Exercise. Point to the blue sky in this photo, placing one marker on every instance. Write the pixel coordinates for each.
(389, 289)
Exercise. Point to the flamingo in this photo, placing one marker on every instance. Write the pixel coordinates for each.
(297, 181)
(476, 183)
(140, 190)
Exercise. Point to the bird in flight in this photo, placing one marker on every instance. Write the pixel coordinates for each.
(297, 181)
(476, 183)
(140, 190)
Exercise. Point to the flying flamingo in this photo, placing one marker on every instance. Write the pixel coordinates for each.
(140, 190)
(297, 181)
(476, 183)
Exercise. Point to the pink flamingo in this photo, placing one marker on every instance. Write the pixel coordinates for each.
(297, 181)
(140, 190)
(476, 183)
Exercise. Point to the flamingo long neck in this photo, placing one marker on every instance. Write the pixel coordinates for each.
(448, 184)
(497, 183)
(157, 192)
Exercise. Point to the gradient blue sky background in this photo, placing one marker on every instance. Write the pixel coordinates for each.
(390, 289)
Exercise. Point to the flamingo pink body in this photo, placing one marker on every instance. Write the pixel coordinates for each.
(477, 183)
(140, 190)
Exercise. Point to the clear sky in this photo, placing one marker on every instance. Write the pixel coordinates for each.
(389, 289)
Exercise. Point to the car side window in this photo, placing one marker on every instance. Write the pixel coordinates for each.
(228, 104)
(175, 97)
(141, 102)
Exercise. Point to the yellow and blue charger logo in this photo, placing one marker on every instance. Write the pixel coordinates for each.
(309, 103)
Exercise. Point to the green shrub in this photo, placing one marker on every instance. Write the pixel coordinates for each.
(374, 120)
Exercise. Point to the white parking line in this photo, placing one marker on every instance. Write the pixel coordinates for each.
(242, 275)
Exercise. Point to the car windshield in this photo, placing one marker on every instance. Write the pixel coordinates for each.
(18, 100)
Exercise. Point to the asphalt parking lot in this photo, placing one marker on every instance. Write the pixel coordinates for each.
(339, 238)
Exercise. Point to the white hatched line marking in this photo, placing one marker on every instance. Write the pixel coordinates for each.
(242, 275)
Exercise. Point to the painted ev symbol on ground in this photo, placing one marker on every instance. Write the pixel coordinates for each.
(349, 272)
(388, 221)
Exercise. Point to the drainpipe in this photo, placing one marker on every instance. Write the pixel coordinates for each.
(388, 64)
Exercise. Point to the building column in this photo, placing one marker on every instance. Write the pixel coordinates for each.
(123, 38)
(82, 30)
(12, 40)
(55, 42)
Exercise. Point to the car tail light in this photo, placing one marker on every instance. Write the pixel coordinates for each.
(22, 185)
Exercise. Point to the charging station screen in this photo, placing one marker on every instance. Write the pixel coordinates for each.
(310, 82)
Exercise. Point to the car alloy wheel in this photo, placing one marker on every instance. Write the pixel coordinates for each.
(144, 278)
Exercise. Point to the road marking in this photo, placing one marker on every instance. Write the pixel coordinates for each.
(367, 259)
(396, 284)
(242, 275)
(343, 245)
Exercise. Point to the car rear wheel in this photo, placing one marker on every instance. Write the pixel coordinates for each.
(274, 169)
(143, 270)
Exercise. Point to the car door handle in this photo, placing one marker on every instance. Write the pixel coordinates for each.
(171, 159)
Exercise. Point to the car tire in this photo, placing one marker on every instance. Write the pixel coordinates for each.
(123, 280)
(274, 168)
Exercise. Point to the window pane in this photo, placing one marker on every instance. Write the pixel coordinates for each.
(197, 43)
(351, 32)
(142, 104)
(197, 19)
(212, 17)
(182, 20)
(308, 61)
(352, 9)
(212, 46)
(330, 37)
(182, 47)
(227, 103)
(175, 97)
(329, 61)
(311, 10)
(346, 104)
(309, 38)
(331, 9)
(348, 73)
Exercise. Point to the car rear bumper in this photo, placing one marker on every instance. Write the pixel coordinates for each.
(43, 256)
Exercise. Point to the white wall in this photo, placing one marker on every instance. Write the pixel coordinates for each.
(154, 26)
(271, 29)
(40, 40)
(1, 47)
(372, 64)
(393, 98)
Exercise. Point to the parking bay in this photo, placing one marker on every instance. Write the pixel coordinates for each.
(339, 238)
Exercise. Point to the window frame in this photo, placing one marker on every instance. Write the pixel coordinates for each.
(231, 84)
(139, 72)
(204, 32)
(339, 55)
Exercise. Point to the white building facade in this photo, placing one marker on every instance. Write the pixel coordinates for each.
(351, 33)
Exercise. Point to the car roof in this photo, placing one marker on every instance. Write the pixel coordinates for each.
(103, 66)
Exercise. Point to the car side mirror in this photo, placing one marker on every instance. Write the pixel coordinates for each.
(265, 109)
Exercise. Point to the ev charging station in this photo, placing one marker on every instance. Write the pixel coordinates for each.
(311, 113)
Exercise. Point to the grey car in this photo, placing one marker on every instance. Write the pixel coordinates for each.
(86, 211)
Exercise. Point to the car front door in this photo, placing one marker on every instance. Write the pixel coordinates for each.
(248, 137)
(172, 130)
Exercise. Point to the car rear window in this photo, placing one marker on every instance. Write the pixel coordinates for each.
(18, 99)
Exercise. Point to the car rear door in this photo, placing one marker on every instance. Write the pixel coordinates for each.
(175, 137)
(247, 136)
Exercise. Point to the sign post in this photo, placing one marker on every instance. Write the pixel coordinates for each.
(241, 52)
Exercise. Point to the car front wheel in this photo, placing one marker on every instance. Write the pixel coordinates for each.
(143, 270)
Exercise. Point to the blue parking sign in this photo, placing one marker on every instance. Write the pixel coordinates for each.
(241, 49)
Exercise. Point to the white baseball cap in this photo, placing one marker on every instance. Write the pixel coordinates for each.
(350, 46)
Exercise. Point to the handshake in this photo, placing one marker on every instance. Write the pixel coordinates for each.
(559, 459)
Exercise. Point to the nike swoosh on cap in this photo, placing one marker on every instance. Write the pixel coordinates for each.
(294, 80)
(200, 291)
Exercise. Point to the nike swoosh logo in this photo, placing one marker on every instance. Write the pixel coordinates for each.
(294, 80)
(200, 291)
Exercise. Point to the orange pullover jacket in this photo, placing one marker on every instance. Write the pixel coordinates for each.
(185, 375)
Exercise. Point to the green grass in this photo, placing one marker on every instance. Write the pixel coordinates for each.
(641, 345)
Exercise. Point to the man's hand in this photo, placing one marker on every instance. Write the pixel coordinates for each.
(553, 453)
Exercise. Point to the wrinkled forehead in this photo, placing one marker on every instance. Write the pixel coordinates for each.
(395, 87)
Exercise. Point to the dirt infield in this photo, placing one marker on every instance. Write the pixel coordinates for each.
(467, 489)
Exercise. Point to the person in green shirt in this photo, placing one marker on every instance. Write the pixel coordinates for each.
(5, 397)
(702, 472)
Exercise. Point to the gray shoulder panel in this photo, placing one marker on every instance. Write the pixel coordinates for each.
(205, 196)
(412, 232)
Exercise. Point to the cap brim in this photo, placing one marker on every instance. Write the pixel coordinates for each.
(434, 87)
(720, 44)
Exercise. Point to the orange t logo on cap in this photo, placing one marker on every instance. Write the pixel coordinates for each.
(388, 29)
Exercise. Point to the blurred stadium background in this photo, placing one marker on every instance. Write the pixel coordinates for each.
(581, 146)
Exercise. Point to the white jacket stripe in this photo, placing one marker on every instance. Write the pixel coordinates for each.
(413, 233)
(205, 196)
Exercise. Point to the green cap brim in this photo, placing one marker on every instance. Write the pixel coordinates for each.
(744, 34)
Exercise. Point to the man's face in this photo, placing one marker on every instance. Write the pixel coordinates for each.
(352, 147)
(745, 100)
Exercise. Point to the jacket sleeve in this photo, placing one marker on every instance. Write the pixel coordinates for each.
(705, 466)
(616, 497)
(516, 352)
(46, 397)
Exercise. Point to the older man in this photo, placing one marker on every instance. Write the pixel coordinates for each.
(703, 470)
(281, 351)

▶ _Exercise_:
Each line of the material above must be retyped precisely.

▶ _Exercise response_:
Exercise. Point to the blue sky in this photo, placing one marker on every instance. Write the pixel coordinates for each.
(389, 289)
Exercise. Point to the flamingo in this photo, placing one marker on every instance. Write the pixel coordinates for each.
(297, 181)
(476, 183)
(140, 190)
Exercise. Point to the bird in flight in this photo, placing one marker on every instance. Write the pixel coordinates for each.
(297, 181)
(476, 183)
(140, 190)
Exercise. Point to the flying flamingo in this photo, placing one marker on every instance. Write the pixel coordinates for each.
(140, 190)
(297, 181)
(476, 183)
Exercise. Point to the pink flamingo in this photo, placing one marker on every instance. Write the pixel coordinates for each.
(297, 181)
(140, 190)
(476, 183)
Exercise. Point to the flamingo long neck in this photo, placing one marker on every instance. Write the pixel coordinates for each.
(448, 184)
(497, 183)
(157, 192)
Exercise. Point to the gradient blue sky background in this photo, placing one marker on every instance. Write the pixel coordinates for each.
(390, 289)
Exercise. Point to the flamingo pink body in this photo, placing one marker on every instance. Write the pixel coordinates for each.
(477, 183)
(140, 190)
Exercise. Point to the clear sky in this photo, placing one marker on every instance. Write the pixel coordinates for each.
(389, 289)
Exercise. Point to the car side window in this photo, placing one marker on every instance. Write the pixel coordinates for each.
(228, 104)
(175, 97)
(141, 102)
Exercise. Point to the yellow and blue charger logo in this photo, placing one marker on every instance. Write the pixel coordinates for each.
(309, 103)
Exercise. Point to the green shrub in this photo, placing one marker on every instance. Write the pixel coordinates for each.
(374, 120)
Exercise. Point to the white parking line in this photo, placing one marker on every instance. Write the pixel coordinates for each.
(242, 275)
Exercise. Point to the car windshield in this photo, placing one marker on every instance. Write the pixel coordinates for each.
(18, 100)
Exercise. Point to the asphalt parking lot in this photo, placing one marker on every instance. Write the pixel coordinates for each.
(339, 238)
Exercise. Point to the white hatched line marking in this photo, placing one marker on every instance. Write the pixel coordinates for each.
(242, 275)
Exercise. Point to the painted ev symbol on ground in this photo, placing one marker on every instance. Write the pixel coordinates for each.
(349, 272)
(388, 221)
Exercise. Point to the drainpipe in this photo, placing one marker on every instance. Write the pixel coordinates for each.
(388, 64)
Exercise. Point to the building column in this photo, placing one marker on every instance. Write the pixel coordinates for each.
(123, 38)
(82, 30)
(12, 40)
(55, 42)
Exercise. Point to the car tail light in this photo, placing one marker on every instance. Write the pixel coordinates for each.
(22, 185)
Exercise. Point to the charging station screen in this photo, placing one marker on every instance. Write the pixel coordinates for each.
(310, 82)
Exercise. Point to the car alloy wheel in this photo, placing one marker on every instance. Write the pixel coordinates for each.
(144, 278)
Exercise. Point to the road marking in this photo, placing one marker on every instance. Write the pixel coordinates for each.
(367, 259)
(396, 284)
(242, 275)
(343, 245)
Exercise. Point to the car rear wheel in this photo, placing one marker on every instance. Write the pixel coordinates for each.
(274, 169)
(143, 270)
Exercise. Point to the car door handle in this photo, placing one marker on every instance. Write the pixel coordinates for each.
(171, 159)
Exercise. Point to the car tire in this photo, placing one marker on every instance. Write the pixel coordinates for each.
(123, 280)
(274, 168)
Exercise. Point to the window pane in this photo, placing one marker on every instance. Write the pixel coordinates for each.
(197, 43)
(351, 32)
(142, 104)
(197, 19)
(212, 17)
(182, 20)
(308, 61)
(352, 9)
(212, 46)
(330, 37)
(182, 47)
(227, 103)
(175, 97)
(329, 61)
(311, 10)
(346, 104)
(309, 38)
(331, 9)
(348, 73)
Exercise. Point to the car rear bumper in this photo, placing one marker on every instance. Write the pixel coordinates for each.
(43, 256)
Exercise. Point to the white wall in this photo, placing one marker on every instance. Write the pixel coordinates for each.
(154, 26)
(271, 29)
(40, 40)
(1, 47)
(372, 64)
(393, 98)
Exercise. Point to the parking bay in this photo, placing one marker on every instance. Write the pixel coordinates for each.
(339, 238)
Exercise. Point to the window frame in this photo, placing one marker on every instance. Write the pixel coordinates for each.
(231, 84)
(139, 72)
(204, 32)
(339, 55)
Exercise. Point to the white building facade in this photo, placing one marker on every instance. Write the pixel coordinates for each.
(351, 33)
Exercise. Point to the car roof in this photo, placing one marker on every instance. Write the pixel coordinates for each.
(103, 66)
Exercise. Point to the car side mirror in this photo, placing one marker on every instance. Write the pixel coordinates for each.
(265, 109)
Exercise. Point to the ev charging station in this photo, placing one marker on every instance. Write the pixel coordinates for each.
(311, 113)
Exercise. Point to the grey car in this photo, placing one marker on every instance. Write the pixel coordinates for each.
(86, 211)
Exercise. Point to the car front door in this photo, placing one marker on every instance. Write the pixel coordinates for each.
(248, 137)
(172, 130)
Exercise. Point to the car rear window in this photo, placing one marker on every instance. Write the pixel coordinates for each.
(18, 99)
Exercise. Point to the car rear door in this photo, placing one marker on every instance. Write the pixel coordinates for each.
(175, 137)
(247, 136)
Exercise. Point to the sign post in this photo, placing one marker on every instance. Write the pixel coordinates for each.
(241, 52)
Exercise. Point to the car front wheel in this photo, placing one marker on every instance. Write the pixel coordinates for each.
(143, 270)
Exercise. Point to the blue parking sign in this photo, placing one marker on every instance. Write the pixel coordinates for each.
(241, 49)
Exercise. Point to the white baseball cap in this photo, placing one marker on every instance. Write the pixel coordinates for each.
(350, 46)
Exercise. Point to the handshake in this photo, placing one marker on every instance. Write the pixel coordinates for each.
(559, 459)
Exercise. Point to the nike swoosh on cap in this photo, placing one marker on every instance. Write the pixel coordinates for each.
(294, 80)
(200, 291)
Exercise. Point to the nike swoosh logo in this photo, placing one marker on every instance. Write the pixel coordinates for each.
(294, 80)
(200, 291)
Exercise. Point to the orange pullover jacket in this photo, placing one marker on every instance. Write the pixel coordinates for each.
(185, 375)
Exercise. Point to the green grass in this photo, placing one marker on every instance. Write the pixel coordinates for each.
(641, 345)
Exercise. Point to the man's hand in this photo, placing one marker on every instance. Write the pixel coordinates for each.
(553, 453)
Exercise. Point to the wrinkled forehead in this photo, placing one marker on every instance. Write the pixel coordinates for each.
(395, 87)
Exercise. Point to the dirt infield in this photo, placing one marker on every instance. Write the pixel coordinates for each.
(467, 489)
Exercise. Point to the person in green shirt in this photo, placing one marker on every instance. Write the pixel coordinates for each.
(5, 397)
(702, 472)
Exercise. Point to the gray shoulder panel in this photo, placing one marker on every instance. Write the pixel coordinates for each.
(205, 196)
(412, 232)
Exercise. Point to the cap brim in this photo, placing one marker on every instance. Write the pixel coordinates for each.
(434, 87)
(720, 44)
Exercise. Point to the orange t logo on cap in this photo, placing one marker on every instance. Write the pixel coordinates for each.
(388, 29)
Exercise. Point to the blurred stadium background in this photo, placing one marker on every instance. Write the pixel coordinates for each.
(581, 146)
Exercise. Point to the white jacket stripe in this photo, placing one marker on every instance. Write the pixel coordinates for each.
(413, 233)
(205, 196)
Exercise. Point to the green cap brim in this photo, placing one marker on every instance. Write the pixel coordinates for each.
(744, 34)
Exercise. Point to the man's face in this photo, placing one marker on every instance. Write the pixel coordinates for each.
(352, 147)
(745, 100)
Exercise. Point to the jacket sleeve in this photo, placing one marker on every instance. Write the pixel coordinates for each.
(705, 466)
(616, 497)
(516, 352)
(46, 397)
Exercise. Point to the older man in this photo, placing one marker on every instance. Write the pixel coordinates for each.
(703, 470)
(281, 351)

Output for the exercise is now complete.